EXERCISE DETAILS ::
Select every line in the records below that contains the word "paving".

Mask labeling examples

++++++++

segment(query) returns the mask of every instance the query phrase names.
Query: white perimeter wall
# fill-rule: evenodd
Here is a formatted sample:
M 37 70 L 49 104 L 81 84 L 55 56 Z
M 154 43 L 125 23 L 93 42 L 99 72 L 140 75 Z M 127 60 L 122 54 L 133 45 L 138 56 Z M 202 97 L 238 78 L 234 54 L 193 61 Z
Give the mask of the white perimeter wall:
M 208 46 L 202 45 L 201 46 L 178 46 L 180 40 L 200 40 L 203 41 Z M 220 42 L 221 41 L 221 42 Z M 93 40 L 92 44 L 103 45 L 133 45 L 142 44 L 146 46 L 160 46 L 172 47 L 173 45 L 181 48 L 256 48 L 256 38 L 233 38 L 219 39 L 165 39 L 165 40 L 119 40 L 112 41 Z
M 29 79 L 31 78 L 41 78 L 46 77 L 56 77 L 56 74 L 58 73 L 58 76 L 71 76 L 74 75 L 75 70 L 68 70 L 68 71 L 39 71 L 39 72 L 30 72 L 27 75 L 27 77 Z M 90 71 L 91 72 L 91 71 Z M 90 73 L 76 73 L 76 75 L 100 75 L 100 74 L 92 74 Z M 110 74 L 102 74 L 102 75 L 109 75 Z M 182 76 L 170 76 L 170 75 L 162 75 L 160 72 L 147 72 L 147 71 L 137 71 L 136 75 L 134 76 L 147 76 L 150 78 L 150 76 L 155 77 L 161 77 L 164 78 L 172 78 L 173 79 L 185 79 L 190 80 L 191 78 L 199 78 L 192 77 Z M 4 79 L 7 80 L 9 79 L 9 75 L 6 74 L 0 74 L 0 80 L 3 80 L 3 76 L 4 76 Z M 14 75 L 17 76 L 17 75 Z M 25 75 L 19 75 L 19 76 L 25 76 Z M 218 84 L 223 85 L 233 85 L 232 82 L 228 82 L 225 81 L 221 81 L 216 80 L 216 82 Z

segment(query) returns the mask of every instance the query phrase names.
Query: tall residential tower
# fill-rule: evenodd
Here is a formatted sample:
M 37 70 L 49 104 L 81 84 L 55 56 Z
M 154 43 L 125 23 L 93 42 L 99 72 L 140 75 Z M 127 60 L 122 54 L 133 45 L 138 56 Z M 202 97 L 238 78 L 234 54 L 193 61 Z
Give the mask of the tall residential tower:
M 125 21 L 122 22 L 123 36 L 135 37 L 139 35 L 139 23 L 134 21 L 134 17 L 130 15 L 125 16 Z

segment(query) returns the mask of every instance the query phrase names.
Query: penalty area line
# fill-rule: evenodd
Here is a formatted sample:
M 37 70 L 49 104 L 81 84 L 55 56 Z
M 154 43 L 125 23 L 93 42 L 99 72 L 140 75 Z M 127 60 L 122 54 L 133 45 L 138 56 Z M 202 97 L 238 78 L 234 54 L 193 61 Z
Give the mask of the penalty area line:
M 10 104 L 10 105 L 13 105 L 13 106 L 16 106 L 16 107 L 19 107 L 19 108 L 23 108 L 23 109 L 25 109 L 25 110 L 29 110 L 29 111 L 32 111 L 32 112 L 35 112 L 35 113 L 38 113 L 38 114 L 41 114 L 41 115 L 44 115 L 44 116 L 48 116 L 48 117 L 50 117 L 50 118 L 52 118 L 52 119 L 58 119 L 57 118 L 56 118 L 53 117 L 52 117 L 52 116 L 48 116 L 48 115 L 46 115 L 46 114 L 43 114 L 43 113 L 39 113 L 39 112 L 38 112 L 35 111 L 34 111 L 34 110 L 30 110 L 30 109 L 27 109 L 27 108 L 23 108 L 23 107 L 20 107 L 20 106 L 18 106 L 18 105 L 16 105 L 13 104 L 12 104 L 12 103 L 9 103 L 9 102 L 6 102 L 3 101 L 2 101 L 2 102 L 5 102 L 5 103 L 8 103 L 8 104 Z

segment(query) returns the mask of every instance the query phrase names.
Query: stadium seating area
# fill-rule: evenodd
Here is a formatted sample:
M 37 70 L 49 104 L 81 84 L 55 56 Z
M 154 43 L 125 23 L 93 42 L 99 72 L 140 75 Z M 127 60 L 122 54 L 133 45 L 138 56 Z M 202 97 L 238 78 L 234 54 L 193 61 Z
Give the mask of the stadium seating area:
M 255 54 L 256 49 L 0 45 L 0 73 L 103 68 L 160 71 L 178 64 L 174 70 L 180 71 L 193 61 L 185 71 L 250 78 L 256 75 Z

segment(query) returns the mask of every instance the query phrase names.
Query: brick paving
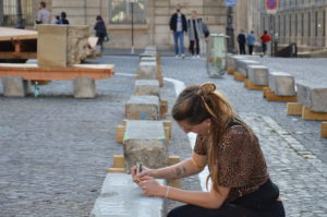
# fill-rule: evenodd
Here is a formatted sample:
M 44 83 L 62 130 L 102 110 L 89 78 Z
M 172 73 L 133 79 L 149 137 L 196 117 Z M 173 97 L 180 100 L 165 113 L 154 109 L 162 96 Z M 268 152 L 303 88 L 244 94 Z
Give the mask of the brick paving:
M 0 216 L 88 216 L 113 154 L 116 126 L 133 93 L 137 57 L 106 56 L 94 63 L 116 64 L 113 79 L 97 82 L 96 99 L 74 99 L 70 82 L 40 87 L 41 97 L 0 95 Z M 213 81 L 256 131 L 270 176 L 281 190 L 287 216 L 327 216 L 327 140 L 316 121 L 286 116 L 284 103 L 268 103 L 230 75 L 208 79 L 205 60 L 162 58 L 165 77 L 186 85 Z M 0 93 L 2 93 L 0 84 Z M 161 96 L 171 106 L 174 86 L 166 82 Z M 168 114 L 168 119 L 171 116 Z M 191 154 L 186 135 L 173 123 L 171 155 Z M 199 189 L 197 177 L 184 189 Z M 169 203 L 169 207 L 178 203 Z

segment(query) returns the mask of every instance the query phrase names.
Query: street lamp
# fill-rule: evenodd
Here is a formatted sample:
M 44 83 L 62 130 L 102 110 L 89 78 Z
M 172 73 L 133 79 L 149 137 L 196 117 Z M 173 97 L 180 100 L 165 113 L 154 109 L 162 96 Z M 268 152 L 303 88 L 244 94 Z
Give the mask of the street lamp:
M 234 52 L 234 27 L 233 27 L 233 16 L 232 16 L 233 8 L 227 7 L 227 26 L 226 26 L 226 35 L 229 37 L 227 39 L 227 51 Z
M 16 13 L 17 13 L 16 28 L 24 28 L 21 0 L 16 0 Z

++++++++

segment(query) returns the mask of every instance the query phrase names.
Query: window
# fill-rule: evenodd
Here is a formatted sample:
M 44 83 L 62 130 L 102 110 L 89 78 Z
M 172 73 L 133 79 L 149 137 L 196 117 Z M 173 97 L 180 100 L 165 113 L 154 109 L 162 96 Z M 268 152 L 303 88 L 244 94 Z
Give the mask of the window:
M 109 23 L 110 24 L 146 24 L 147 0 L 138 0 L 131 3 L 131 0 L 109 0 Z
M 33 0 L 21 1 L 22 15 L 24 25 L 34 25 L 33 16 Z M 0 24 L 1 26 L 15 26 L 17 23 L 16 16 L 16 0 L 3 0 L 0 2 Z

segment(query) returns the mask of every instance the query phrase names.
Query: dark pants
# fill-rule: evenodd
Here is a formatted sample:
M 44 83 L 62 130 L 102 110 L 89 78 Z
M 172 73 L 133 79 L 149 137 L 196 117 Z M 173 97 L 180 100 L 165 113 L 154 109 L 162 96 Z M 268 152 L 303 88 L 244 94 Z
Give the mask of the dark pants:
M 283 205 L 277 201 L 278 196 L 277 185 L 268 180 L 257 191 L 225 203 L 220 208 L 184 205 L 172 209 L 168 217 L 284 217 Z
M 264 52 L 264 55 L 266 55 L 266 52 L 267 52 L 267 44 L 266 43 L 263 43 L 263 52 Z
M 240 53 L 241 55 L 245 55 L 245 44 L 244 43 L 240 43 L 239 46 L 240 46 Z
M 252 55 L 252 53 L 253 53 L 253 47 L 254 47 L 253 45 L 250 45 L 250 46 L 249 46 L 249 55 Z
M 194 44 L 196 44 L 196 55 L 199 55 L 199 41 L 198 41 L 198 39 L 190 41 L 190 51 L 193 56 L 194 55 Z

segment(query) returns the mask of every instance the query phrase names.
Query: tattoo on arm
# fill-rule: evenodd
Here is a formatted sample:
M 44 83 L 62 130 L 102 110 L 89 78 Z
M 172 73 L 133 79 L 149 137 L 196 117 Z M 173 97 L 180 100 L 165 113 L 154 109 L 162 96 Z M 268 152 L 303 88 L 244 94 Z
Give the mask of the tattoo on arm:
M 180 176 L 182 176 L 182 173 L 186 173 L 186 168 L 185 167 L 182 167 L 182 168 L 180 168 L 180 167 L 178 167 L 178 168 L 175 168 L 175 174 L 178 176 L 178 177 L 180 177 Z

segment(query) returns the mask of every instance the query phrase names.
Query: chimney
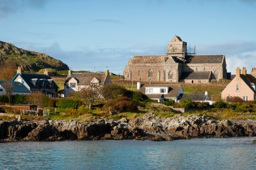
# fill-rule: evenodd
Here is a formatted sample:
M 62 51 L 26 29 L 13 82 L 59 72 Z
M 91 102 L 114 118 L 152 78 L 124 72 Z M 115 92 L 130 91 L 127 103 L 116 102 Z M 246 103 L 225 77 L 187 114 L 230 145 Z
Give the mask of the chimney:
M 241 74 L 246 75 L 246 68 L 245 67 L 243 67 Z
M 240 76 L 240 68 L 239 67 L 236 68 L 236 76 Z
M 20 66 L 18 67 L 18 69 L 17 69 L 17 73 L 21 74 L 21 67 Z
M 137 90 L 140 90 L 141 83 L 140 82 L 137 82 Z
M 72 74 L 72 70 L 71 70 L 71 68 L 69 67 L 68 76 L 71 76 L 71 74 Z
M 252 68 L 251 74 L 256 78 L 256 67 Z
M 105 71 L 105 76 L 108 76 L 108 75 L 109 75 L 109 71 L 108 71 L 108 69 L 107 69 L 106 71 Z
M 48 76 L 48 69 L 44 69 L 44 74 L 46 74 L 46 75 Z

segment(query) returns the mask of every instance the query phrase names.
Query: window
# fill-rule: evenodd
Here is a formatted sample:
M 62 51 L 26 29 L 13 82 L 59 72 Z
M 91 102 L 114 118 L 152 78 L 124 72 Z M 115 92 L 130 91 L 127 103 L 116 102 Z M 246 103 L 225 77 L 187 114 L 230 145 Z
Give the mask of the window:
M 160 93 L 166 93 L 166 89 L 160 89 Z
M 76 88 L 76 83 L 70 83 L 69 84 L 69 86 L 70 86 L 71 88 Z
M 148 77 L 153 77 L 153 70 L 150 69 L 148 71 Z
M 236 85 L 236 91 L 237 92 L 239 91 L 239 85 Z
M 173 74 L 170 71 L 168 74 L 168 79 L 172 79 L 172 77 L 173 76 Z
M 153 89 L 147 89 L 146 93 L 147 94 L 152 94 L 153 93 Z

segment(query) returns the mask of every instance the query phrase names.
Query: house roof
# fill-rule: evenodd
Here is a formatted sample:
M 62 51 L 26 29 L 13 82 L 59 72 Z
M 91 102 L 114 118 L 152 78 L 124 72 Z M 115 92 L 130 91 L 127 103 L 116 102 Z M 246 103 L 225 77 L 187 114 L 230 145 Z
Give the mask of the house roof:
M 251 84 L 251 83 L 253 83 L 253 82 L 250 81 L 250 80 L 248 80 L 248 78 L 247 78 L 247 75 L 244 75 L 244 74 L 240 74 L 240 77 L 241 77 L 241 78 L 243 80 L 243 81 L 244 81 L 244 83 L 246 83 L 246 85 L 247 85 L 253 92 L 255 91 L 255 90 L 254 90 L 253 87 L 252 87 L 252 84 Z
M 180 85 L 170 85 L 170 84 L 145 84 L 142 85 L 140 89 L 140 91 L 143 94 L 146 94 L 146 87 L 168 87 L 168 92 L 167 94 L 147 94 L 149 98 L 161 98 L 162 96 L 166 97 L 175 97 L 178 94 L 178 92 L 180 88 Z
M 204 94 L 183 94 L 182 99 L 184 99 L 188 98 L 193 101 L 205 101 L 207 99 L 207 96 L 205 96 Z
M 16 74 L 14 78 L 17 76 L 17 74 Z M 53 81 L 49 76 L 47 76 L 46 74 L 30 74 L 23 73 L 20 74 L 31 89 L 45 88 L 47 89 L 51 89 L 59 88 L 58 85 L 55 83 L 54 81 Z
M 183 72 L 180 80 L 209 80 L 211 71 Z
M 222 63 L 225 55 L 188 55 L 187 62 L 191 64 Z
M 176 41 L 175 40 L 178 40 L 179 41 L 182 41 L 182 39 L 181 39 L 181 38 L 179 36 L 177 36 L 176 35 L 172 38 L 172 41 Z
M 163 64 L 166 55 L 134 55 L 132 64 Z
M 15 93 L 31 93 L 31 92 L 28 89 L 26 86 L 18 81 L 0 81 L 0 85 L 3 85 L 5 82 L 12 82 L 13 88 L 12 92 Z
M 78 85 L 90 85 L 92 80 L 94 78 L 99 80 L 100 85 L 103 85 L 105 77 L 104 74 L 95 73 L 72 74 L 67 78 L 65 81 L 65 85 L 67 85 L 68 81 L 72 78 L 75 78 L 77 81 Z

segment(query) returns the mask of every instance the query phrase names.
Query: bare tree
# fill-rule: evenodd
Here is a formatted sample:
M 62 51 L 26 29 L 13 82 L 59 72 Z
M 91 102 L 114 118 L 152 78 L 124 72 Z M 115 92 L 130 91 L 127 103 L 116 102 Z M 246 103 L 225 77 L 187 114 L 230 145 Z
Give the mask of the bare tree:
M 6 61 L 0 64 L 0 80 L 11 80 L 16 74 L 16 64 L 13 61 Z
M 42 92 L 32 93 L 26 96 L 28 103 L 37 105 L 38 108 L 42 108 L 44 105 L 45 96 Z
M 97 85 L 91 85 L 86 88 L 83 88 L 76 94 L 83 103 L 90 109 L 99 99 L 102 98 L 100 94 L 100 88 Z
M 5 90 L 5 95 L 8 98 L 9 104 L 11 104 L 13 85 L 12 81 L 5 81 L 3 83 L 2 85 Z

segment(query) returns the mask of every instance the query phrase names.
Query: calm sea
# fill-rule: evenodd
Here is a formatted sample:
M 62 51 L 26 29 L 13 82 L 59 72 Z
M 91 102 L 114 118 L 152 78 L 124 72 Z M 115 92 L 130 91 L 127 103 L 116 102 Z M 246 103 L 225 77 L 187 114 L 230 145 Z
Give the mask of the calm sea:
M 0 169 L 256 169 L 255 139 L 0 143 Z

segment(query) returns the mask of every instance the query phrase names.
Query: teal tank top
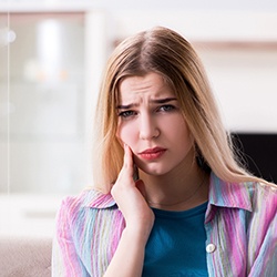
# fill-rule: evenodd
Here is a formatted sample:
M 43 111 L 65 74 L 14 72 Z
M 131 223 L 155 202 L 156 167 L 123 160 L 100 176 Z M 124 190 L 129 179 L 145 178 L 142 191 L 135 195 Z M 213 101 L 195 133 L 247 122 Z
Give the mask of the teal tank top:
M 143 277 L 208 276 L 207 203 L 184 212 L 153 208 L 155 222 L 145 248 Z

++++++++

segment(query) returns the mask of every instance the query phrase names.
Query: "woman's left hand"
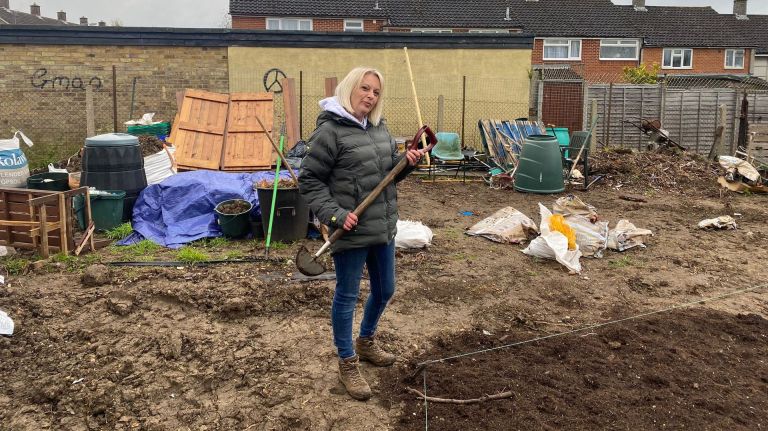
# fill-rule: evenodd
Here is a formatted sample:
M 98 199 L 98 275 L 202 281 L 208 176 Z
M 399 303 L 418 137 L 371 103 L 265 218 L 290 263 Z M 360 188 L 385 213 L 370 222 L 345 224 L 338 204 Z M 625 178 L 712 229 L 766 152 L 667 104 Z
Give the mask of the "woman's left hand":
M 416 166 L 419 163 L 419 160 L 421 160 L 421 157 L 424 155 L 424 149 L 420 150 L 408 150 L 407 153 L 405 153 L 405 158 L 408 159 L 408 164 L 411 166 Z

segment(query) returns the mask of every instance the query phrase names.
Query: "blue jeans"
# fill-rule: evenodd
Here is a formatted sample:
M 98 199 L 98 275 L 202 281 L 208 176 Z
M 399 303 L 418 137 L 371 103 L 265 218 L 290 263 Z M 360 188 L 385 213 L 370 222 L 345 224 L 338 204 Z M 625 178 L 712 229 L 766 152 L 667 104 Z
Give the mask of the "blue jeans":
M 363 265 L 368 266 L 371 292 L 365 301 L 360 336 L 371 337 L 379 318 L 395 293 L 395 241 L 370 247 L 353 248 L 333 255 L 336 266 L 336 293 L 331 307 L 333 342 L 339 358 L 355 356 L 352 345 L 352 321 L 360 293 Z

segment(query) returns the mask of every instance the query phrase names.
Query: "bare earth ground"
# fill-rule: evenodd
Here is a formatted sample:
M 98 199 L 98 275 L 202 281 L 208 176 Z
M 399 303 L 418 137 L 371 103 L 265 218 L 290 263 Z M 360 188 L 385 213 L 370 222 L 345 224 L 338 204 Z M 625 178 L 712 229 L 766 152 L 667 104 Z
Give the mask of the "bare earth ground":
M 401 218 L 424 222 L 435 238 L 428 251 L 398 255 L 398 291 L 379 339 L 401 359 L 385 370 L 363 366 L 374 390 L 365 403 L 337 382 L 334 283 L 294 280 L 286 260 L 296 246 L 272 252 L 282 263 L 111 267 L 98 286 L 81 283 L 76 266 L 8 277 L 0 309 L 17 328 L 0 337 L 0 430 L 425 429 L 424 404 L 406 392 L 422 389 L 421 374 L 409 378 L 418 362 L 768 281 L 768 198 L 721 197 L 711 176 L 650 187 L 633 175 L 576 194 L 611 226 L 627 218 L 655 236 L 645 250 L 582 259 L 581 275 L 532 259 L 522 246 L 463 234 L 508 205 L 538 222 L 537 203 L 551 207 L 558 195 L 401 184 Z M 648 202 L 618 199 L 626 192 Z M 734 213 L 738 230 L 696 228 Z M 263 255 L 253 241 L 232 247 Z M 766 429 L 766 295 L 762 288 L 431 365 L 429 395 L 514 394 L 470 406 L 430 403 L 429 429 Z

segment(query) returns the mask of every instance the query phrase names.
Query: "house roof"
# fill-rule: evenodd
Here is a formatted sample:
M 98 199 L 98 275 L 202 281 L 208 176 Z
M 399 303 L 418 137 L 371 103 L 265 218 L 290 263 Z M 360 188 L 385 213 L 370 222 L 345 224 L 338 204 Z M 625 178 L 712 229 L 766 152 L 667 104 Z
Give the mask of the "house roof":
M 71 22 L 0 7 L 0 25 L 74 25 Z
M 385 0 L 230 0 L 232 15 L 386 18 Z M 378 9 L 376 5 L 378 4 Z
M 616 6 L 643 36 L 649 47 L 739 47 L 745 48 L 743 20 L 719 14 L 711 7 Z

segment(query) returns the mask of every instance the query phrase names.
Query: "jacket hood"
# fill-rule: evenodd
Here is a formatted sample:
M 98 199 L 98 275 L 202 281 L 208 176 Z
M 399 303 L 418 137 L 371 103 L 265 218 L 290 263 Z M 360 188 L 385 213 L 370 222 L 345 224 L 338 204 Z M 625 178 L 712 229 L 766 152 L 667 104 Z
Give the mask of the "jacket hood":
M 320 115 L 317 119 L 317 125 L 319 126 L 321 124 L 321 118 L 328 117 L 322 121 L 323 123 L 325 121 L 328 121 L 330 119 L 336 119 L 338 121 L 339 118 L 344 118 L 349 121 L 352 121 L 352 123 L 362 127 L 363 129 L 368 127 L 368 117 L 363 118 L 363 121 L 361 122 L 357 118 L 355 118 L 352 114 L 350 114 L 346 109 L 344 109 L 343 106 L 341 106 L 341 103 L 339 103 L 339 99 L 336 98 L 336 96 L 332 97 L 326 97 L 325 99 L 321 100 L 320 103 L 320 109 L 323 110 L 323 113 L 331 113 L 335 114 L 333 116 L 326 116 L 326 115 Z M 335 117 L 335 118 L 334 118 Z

++++++++

RESPONSE TO THE EXERCISE ::
Query: brick paving
Give the mask of the brick paving:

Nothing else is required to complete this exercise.